(Labeled area outline items)
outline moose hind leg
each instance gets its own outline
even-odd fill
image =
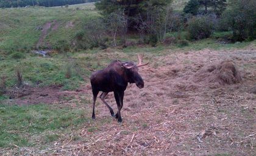
[[[124,92],[123,91],[115,92],[114,95],[115,95],[115,98],[116,100],[117,106],[118,106],[118,111],[116,114],[116,118],[118,118],[118,121],[119,123],[121,123],[123,120],[122,120],[122,117],[121,116],[121,109],[123,107],[123,98],[124,98]]]
[[[99,91],[94,91],[93,90],[93,115],[91,115],[91,117],[93,119],[95,119],[95,112],[94,112],[94,109],[95,109],[95,103],[96,100],[97,99],[98,94],[99,93]]]
[[[114,111],[113,111],[113,109],[105,101],[105,97],[107,96],[108,93],[108,92],[102,92],[101,95],[99,96],[99,98],[101,99],[103,103],[105,104],[105,105],[108,108],[109,111],[110,112],[111,115],[112,117],[115,117],[115,114],[114,114]]]

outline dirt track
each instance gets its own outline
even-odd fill
[[[132,84],[126,91],[122,124],[98,99],[96,120],[76,132],[87,141],[67,141],[44,153],[30,151],[55,155],[256,155],[256,97],[251,92],[256,86],[255,46],[170,52],[155,59],[140,69],[144,88]],[[241,83],[196,81],[199,70],[224,60],[236,63]],[[91,101],[89,84],[73,94],[77,100],[83,97]],[[106,101],[116,112],[113,94]],[[97,129],[90,132],[91,127]]]

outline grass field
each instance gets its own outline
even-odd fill
[[[181,10],[185,1],[174,5]],[[99,16],[93,4],[0,9],[0,91],[3,78],[8,90],[17,90],[17,70],[30,91],[14,99],[0,95],[0,155],[256,154],[255,95],[251,91],[256,82],[255,41],[223,44],[216,38],[230,32],[215,32],[183,47],[53,51],[43,57],[31,50],[71,41],[84,24]],[[92,120],[93,71],[115,59],[137,62],[142,53],[150,61],[140,70],[145,88],[129,86],[123,123],[99,99]],[[226,59],[237,63],[242,83],[193,81],[201,68]],[[107,101],[116,110],[113,94]]]

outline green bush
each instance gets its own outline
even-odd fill
[[[157,35],[154,34],[150,35],[146,39],[147,44],[149,44],[152,47],[155,47],[158,42]]]
[[[256,1],[230,0],[221,20],[231,28],[234,41],[256,39]]]
[[[178,40],[179,46],[180,47],[185,47],[189,45],[188,41],[187,39],[180,39]]]
[[[25,55],[21,52],[14,52],[10,55],[10,58],[13,59],[23,59],[25,58]]]
[[[193,17],[188,22],[188,37],[190,39],[201,39],[210,37],[213,22],[208,16]]]
[[[200,3],[198,0],[190,0],[187,3],[186,5],[185,5],[183,11],[185,13],[190,13],[196,15],[197,14],[199,7]]]

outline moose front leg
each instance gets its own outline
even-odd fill
[[[118,118],[118,122],[122,122],[122,117],[121,116],[121,110],[122,109],[124,100],[124,91],[114,92],[115,98],[116,101],[118,111],[116,114],[116,118]]]
[[[96,100],[97,99],[97,95],[99,93],[99,91],[98,90],[93,90],[93,115],[91,115],[91,117],[93,118],[93,119],[95,119],[95,111],[94,111],[94,109],[95,109],[95,103],[96,103]]]

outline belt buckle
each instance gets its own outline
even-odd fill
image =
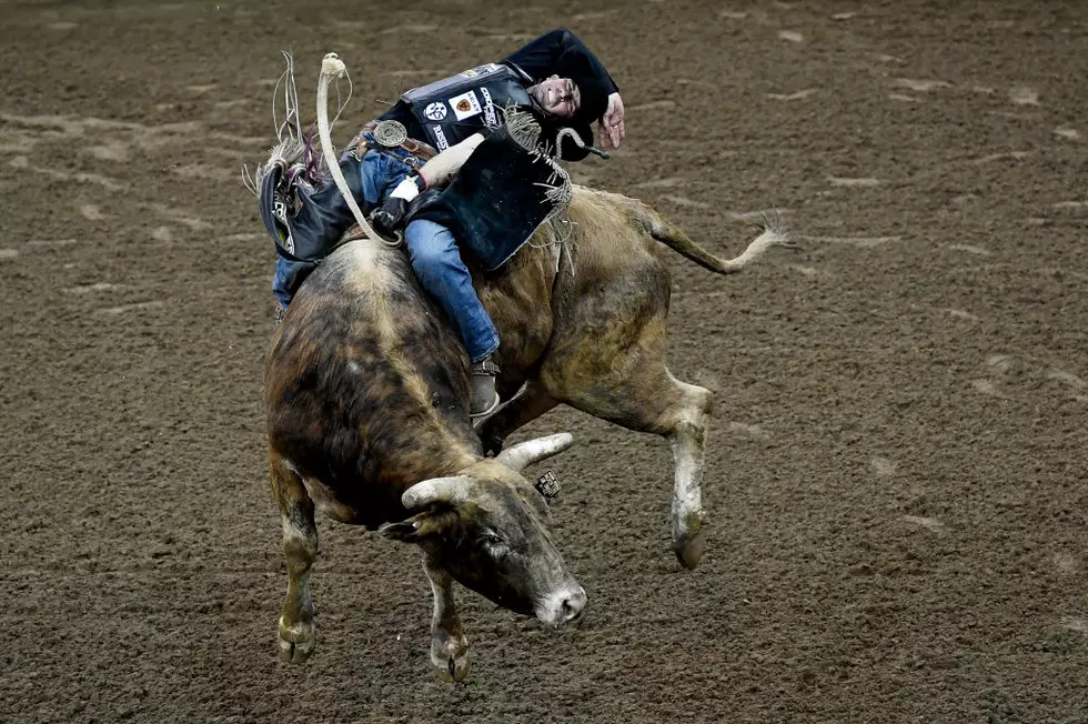
[[[386,149],[395,149],[407,141],[407,129],[400,121],[386,119],[374,127],[374,141]]]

__GIVEN INSTRUCTION__: Copy word for word the part of the listing that opens with the line containing "outline grass field" and runs to the end of the listing, both ends included. Leave the pictures out.

__RESULT OF THIS TASK__:
outline grass field
each instance gets its own outline
even-odd fill
[[[181,10],[185,1],[174,5]],[[99,16],[93,4],[0,9],[0,91],[3,78],[8,90],[17,90],[17,70],[30,91],[14,99],[0,95],[0,155],[256,154],[255,95],[251,91],[256,82],[255,41],[223,44],[216,38],[230,32],[215,32],[183,47],[53,51],[43,57],[31,50],[71,41],[84,24]],[[92,120],[93,71],[115,59],[137,62],[142,53],[150,61],[140,70],[145,88],[129,86],[123,123],[99,99]],[[226,59],[237,63],[242,83],[193,81],[201,68]],[[107,101],[116,110],[113,94]]]

outline green bush
each instance gets its own outline
even-odd fill
[[[157,35],[154,34],[150,35],[146,39],[147,44],[149,44],[152,47],[155,47],[158,42]]]
[[[256,1],[230,0],[221,20],[231,28],[234,41],[256,39]]]
[[[178,40],[179,46],[180,47],[185,47],[189,45],[188,41],[187,39],[180,39]]]
[[[25,55],[21,52],[14,52],[10,55],[10,58],[13,59],[23,59],[25,58]]]
[[[193,17],[188,22],[188,37],[190,39],[201,39],[210,37],[213,22],[208,16]]]
[[[200,3],[198,0],[190,0],[187,3],[186,5],[185,5],[183,11],[185,13],[190,13],[196,15],[197,14],[199,7]]]

outline moose front leg
each instance gets its own outline
even-odd fill
[[[118,118],[118,122],[122,122],[122,117],[121,116],[121,110],[122,109],[124,100],[124,91],[114,92],[115,98],[116,101],[118,111],[116,114],[116,118]]]
[[[96,100],[97,99],[97,95],[99,93],[99,91],[98,90],[93,90],[93,115],[91,115],[91,117],[93,118],[93,119],[95,119],[95,111],[94,111],[94,109],[95,109],[95,103],[96,103]]]

outline belt buckle
each instance gets its own outline
even-odd fill
image =
[[[386,149],[395,149],[407,141],[407,129],[400,121],[386,119],[374,127],[374,141]]]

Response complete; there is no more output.